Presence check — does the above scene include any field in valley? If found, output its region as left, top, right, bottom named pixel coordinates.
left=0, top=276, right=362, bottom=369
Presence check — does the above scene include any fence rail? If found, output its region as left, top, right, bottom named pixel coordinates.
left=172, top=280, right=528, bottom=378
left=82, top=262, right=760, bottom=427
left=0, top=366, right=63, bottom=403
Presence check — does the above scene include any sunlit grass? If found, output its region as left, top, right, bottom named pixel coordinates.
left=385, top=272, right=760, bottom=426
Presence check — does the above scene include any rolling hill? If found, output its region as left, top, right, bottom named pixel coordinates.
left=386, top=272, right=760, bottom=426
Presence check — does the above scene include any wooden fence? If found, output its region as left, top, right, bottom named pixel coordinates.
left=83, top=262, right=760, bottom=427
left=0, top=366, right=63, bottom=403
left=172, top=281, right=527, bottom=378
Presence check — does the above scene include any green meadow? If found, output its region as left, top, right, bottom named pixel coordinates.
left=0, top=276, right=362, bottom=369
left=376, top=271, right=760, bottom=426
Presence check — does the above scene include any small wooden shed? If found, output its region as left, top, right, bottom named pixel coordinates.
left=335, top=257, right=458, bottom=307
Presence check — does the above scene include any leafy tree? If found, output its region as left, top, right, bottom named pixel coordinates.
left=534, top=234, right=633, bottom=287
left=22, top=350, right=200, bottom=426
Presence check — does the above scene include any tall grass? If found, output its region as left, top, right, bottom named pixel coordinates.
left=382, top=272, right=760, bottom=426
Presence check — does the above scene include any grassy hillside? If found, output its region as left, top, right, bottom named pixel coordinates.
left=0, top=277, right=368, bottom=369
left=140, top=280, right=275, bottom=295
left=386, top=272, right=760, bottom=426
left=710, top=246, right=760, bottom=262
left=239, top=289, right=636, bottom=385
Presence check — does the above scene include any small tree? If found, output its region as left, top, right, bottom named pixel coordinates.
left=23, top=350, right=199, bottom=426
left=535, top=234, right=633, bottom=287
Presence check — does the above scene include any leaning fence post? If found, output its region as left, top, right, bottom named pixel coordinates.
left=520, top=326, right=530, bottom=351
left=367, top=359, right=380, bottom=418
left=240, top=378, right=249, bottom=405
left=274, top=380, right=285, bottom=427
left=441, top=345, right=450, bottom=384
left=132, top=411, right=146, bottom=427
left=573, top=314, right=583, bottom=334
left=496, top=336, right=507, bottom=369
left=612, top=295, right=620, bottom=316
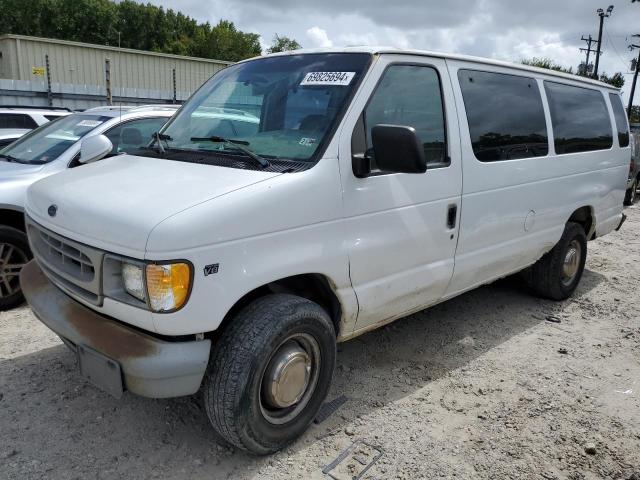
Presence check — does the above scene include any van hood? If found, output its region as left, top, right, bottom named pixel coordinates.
left=25, top=155, right=281, bottom=258
left=0, top=158, right=44, bottom=178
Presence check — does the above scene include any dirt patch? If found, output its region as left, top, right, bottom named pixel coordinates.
left=0, top=207, right=640, bottom=480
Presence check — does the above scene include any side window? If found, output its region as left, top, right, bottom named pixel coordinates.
left=458, top=70, right=549, bottom=162
left=105, top=117, right=168, bottom=155
left=0, top=113, right=38, bottom=129
left=609, top=93, right=629, bottom=147
left=544, top=81, right=613, bottom=154
left=363, top=65, right=447, bottom=171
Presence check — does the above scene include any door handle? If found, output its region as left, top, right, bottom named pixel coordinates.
left=447, top=204, right=458, bottom=230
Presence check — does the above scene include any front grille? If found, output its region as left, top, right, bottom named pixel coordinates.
left=39, top=231, right=96, bottom=282
left=26, top=217, right=104, bottom=305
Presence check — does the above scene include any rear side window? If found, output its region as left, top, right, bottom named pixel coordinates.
left=544, top=81, right=613, bottom=154
left=364, top=65, right=448, bottom=169
left=458, top=70, right=549, bottom=162
left=0, top=113, right=38, bottom=130
left=609, top=93, right=629, bottom=147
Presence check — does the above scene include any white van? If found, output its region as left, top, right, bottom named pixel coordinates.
left=21, top=48, right=631, bottom=454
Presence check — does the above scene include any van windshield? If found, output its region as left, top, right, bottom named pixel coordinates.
left=162, top=53, right=371, bottom=162
left=0, top=114, right=111, bottom=164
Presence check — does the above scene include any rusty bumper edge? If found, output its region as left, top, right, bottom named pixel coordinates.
left=20, top=260, right=211, bottom=398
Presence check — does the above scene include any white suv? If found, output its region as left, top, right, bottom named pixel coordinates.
left=0, top=106, right=71, bottom=148
left=21, top=48, right=631, bottom=453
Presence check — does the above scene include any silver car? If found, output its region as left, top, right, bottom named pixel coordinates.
left=0, top=105, right=177, bottom=310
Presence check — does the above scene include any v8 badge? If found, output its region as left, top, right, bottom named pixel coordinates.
left=204, top=263, right=220, bottom=277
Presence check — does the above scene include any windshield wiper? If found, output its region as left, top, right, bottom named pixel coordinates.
left=0, top=153, right=27, bottom=163
left=191, top=135, right=271, bottom=168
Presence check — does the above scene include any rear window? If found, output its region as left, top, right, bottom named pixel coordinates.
left=458, top=70, right=549, bottom=162
left=0, top=113, right=38, bottom=130
left=609, top=93, right=629, bottom=147
left=544, top=81, right=613, bottom=154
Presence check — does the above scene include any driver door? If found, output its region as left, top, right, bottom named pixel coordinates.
left=340, top=55, right=462, bottom=330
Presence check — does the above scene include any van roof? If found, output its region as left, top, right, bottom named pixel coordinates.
left=254, top=46, right=620, bottom=92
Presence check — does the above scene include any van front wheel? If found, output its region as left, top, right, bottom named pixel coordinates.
left=0, top=226, right=31, bottom=311
left=204, top=294, right=336, bottom=455
left=527, top=222, right=587, bottom=300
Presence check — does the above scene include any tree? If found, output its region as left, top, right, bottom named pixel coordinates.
left=0, top=0, right=262, bottom=62
left=599, top=72, right=624, bottom=88
left=267, top=33, right=302, bottom=53
left=520, top=57, right=573, bottom=73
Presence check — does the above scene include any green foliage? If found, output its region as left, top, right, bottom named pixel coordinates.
left=599, top=72, right=624, bottom=88
left=520, top=57, right=573, bottom=73
left=0, top=0, right=262, bottom=61
left=267, top=33, right=302, bottom=53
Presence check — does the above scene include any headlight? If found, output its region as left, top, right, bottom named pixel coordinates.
left=146, top=263, right=191, bottom=312
left=122, top=263, right=147, bottom=302
left=122, top=262, right=191, bottom=312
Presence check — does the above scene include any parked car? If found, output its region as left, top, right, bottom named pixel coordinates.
left=0, top=106, right=176, bottom=310
left=0, top=105, right=71, bottom=143
left=21, top=48, right=630, bottom=454
left=624, top=131, right=640, bottom=206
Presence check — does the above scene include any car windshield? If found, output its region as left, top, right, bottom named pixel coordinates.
left=0, top=114, right=111, bottom=164
left=162, top=53, right=371, bottom=162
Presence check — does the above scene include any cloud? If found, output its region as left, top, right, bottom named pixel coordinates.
left=306, top=26, right=333, bottom=47
left=150, top=0, right=640, bottom=103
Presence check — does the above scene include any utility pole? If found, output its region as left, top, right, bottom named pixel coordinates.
left=580, top=35, right=596, bottom=77
left=627, top=34, right=640, bottom=120
left=593, top=5, right=613, bottom=78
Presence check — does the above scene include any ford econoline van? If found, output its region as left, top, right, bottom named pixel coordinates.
left=21, top=48, right=631, bottom=454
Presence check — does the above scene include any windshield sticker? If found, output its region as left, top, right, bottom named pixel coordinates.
left=76, top=120, right=102, bottom=128
left=300, top=72, right=356, bottom=86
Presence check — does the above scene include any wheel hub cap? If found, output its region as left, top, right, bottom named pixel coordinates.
left=562, top=240, right=582, bottom=284
left=0, top=243, right=27, bottom=298
left=263, top=341, right=311, bottom=408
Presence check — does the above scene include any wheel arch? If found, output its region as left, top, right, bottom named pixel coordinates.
left=0, top=208, right=26, bottom=232
left=212, top=273, right=342, bottom=338
left=567, top=206, right=596, bottom=240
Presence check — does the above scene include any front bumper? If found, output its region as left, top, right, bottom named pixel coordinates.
left=20, top=260, right=211, bottom=398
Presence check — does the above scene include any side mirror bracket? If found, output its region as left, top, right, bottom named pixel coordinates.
left=78, top=135, right=113, bottom=164
left=351, top=153, right=371, bottom=178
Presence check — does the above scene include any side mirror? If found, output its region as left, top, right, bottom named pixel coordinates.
left=79, top=135, right=113, bottom=163
left=371, top=125, right=427, bottom=173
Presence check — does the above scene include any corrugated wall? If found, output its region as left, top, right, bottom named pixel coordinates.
left=0, top=35, right=228, bottom=95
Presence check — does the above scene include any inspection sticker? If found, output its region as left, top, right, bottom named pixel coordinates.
left=300, top=72, right=356, bottom=86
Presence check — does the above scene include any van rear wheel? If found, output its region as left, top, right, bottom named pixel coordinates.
left=0, top=227, right=31, bottom=311
left=203, top=294, right=336, bottom=455
left=527, top=222, right=587, bottom=300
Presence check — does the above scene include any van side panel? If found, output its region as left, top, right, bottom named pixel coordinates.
left=445, top=60, right=631, bottom=297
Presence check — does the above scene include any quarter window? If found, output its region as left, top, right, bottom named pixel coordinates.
left=609, top=93, right=629, bottom=147
left=364, top=65, right=447, bottom=170
left=544, top=81, right=613, bottom=154
left=458, top=70, right=549, bottom=162
left=105, top=117, right=168, bottom=155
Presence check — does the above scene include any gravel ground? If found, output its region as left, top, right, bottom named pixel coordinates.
left=0, top=203, right=640, bottom=480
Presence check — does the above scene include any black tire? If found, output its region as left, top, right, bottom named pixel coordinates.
left=624, top=179, right=638, bottom=206
left=0, top=226, right=31, bottom=311
left=525, top=222, right=587, bottom=300
left=203, top=294, right=336, bottom=455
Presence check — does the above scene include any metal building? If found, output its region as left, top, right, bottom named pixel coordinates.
left=0, top=35, right=230, bottom=108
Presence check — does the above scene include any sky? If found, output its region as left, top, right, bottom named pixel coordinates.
left=151, top=0, right=640, bottom=104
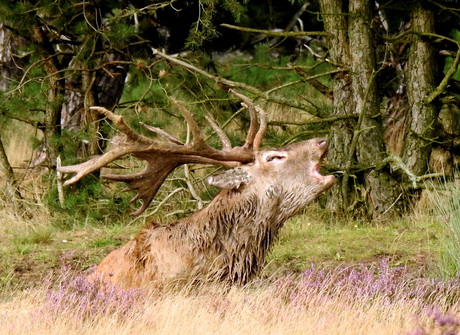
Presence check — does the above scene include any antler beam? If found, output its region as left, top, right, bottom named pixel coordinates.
left=58, top=90, right=267, bottom=215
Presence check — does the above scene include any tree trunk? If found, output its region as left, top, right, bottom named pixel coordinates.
left=320, top=0, right=354, bottom=212
left=31, top=27, right=65, bottom=167
left=320, top=0, right=397, bottom=219
left=0, top=138, right=22, bottom=213
left=344, top=0, right=397, bottom=219
left=403, top=2, right=438, bottom=176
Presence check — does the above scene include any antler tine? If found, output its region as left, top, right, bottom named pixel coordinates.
left=139, top=122, right=184, bottom=145
left=59, top=98, right=266, bottom=215
left=253, top=106, right=268, bottom=151
left=229, top=89, right=267, bottom=151
left=204, top=115, right=232, bottom=150
left=58, top=147, right=130, bottom=186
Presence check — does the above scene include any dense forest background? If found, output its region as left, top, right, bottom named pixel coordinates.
left=0, top=0, right=460, bottom=220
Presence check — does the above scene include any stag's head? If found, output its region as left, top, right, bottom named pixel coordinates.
left=208, top=138, right=335, bottom=215
left=60, top=90, right=334, bottom=215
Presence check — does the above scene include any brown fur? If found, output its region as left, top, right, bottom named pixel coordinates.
left=90, top=139, right=334, bottom=288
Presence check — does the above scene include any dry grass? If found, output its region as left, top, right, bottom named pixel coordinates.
left=0, top=272, right=460, bottom=335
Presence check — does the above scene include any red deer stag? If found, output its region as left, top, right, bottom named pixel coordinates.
left=60, top=92, right=334, bottom=287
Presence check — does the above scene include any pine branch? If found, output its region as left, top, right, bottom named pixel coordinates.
left=220, top=23, right=327, bottom=37
left=153, top=49, right=319, bottom=116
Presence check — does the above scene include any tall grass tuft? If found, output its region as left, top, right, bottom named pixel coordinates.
left=0, top=262, right=460, bottom=335
left=430, top=183, right=460, bottom=278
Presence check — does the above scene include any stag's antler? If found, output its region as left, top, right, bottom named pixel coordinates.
left=59, top=90, right=267, bottom=215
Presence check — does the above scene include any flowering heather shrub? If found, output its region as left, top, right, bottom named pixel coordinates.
left=42, top=276, right=144, bottom=319
left=272, top=260, right=460, bottom=308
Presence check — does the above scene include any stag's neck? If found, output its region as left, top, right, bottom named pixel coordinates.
left=183, top=188, right=292, bottom=283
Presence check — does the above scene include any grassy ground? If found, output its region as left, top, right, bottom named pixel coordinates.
left=0, top=197, right=441, bottom=288
left=0, top=184, right=460, bottom=334
left=0, top=122, right=460, bottom=335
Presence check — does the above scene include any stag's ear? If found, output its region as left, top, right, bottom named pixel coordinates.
left=207, top=168, right=251, bottom=190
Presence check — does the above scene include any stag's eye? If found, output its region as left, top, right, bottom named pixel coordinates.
left=266, top=155, right=286, bottom=162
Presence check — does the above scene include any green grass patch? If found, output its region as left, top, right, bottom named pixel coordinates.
left=265, top=212, right=441, bottom=275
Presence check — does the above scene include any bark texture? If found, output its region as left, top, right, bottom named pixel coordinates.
left=403, top=3, right=438, bottom=176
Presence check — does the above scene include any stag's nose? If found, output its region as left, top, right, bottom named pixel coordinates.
left=317, top=138, right=327, bottom=148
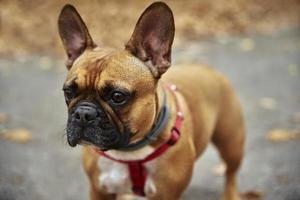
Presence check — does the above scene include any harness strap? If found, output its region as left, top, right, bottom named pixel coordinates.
left=95, top=85, right=183, bottom=196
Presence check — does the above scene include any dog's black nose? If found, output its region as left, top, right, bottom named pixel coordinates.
left=74, top=106, right=97, bottom=124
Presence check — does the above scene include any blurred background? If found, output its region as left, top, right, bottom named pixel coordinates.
left=0, top=0, right=300, bottom=200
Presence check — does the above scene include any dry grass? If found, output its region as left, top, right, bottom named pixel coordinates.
left=0, top=0, right=300, bottom=56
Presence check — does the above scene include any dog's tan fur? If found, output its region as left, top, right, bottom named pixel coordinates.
left=59, top=1, right=245, bottom=200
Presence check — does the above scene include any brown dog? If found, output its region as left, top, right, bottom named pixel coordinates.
left=58, top=2, right=245, bottom=200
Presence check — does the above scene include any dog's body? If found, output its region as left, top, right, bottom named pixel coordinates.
left=60, top=3, right=244, bottom=200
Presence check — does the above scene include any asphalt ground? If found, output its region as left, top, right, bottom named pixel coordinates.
left=0, top=30, right=300, bottom=200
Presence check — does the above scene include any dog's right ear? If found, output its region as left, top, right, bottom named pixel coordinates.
left=58, top=4, right=96, bottom=69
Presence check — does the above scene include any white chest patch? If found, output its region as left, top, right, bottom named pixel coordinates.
left=98, top=152, right=156, bottom=196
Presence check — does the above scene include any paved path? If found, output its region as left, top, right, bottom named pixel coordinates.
left=0, top=30, right=300, bottom=200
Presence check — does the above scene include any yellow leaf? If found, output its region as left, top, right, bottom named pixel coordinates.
left=240, top=38, right=255, bottom=51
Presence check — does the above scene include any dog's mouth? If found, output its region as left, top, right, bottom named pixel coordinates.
left=67, top=102, right=130, bottom=151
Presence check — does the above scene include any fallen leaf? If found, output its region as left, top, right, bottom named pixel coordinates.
left=267, top=129, right=300, bottom=142
left=0, top=129, right=32, bottom=143
left=212, top=163, right=226, bottom=176
left=0, top=113, right=8, bottom=124
left=39, top=56, right=52, bottom=71
left=292, top=112, right=300, bottom=124
left=240, top=38, right=255, bottom=51
left=241, top=190, right=264, bottom=200
left=288, top=64, right=299, bottom=77
left=259, top=97, right=276, bottom=110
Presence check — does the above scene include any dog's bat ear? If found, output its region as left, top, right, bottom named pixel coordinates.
left=125, top=2, right=175, bottom=78
left=58, top=4, right=96, bottom=69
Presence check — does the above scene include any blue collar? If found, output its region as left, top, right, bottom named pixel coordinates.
left=118, top=91, right=170, bottom=151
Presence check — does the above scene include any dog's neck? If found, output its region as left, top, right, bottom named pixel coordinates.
left=105, top=81, right=176, bottom=160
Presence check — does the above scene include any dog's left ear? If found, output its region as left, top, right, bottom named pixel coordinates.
left=58, top=4, right=96, bottom=69
left=125, top=2, right=175, bottom=78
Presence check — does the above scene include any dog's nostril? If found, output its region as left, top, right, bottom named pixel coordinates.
left=74, top=106, right=98, bottom=123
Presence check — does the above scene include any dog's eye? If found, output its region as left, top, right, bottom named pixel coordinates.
left=111, top=91, right=127, bottom=105
left=64, top=89, right=75, bottom=103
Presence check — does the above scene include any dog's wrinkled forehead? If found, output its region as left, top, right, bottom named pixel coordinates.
left=66, top=48, right=155, bottom=90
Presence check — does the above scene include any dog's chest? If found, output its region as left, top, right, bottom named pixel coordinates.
left=98, top=157, right=156, bottom=196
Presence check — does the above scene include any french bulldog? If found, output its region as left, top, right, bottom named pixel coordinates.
left=58, top=2, right=245, bottom=200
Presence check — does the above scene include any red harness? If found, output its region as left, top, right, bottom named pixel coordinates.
left=95, top=85, right=183, bottom=196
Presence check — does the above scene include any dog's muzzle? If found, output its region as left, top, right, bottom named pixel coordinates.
left=67, top=101, right=130, bottom=151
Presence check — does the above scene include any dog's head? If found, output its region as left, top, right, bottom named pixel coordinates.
left=58, top=2, right=175, bottom=150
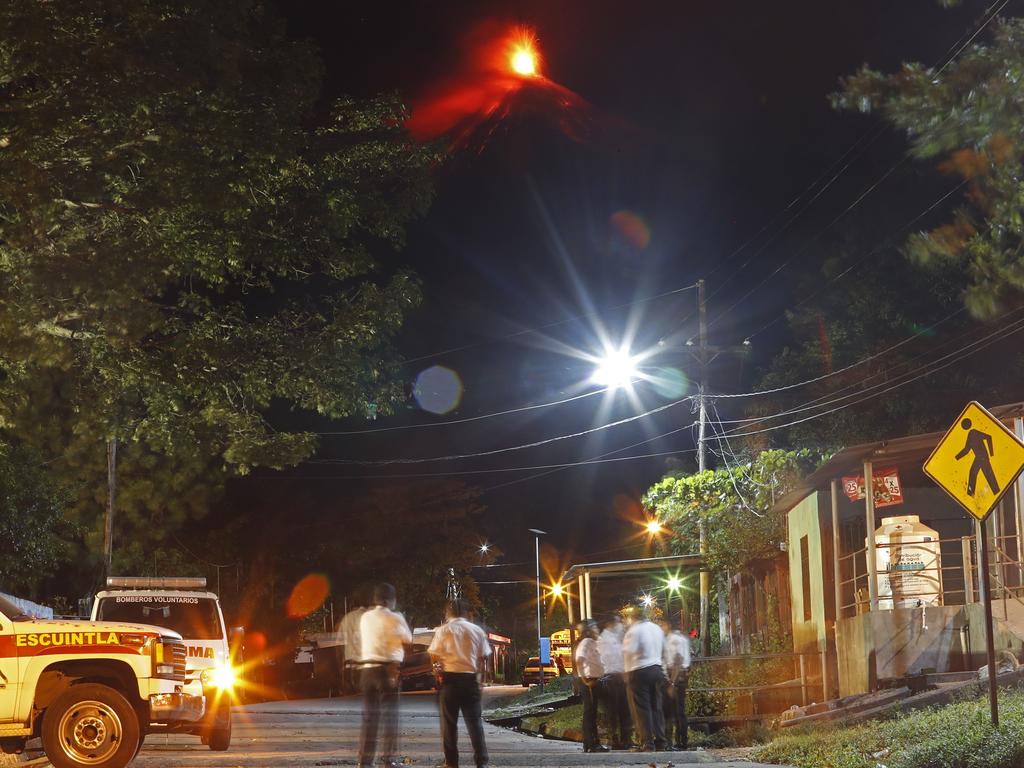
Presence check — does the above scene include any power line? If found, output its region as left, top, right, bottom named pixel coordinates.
left=313, top=382, right=610, bottom=437
left=726, top=319, right=1024, bottom=437
left=304, top=395, right=693, bottom=466
left=746, top=179, right=967, bottom=340
left=402, top=283, right=696, bottom=365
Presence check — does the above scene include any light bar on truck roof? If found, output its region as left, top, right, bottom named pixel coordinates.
left=106, top=577, right=206, bottom=590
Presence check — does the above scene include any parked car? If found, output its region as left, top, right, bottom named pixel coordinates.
left=522, top=656, right=558, bottom=688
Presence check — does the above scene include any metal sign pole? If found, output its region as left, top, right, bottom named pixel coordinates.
left=975, top=520, right=999, bottom=727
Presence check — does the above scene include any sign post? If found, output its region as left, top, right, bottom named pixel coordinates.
left=924, top=401, right=1024, bottom=726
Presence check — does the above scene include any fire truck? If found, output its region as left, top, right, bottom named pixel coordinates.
left=92, top=577, right=238, bottom=752
left=0, top=595, right=205, bottom=768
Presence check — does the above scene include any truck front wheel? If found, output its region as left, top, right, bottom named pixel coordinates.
left=42, top=683, right=141, bottom=768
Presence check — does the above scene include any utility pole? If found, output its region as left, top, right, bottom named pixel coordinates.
left=697, top=279, right=711, bottom=656
left=103, top=437, right=118, bottom=575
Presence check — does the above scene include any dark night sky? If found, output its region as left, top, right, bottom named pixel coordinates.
left=260, top=0, right=984, bottom=559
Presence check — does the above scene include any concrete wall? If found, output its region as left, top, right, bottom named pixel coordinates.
left=837, top=603, right=1024, bottom=696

[Instructions to follow] Starting at the line that contains "any metal building?" and ending with the line that contains "left=58, top=90, right=267, bottom=215", copy those items with "scene" renamed to "image" throughout and everything else left as is. Leave the pictures out of your answer.

[Correct answer]
Presence check — does the above image include any metal building? If found, output its region as left, top, right, bottom named pixel coordinates.
left=0, top=35, right=230, bottom=108
Presence check — does the above image include any sky? If found, output its region as left, top, right, bottom named pixel coordinates.
left=151, top=0, right=640, bottom=104
Presence check — does the above image include any antler beam? If found, output its region as left, top, right, bottom named pixel coordinates.
left=58, top=90, right=267, bottom=215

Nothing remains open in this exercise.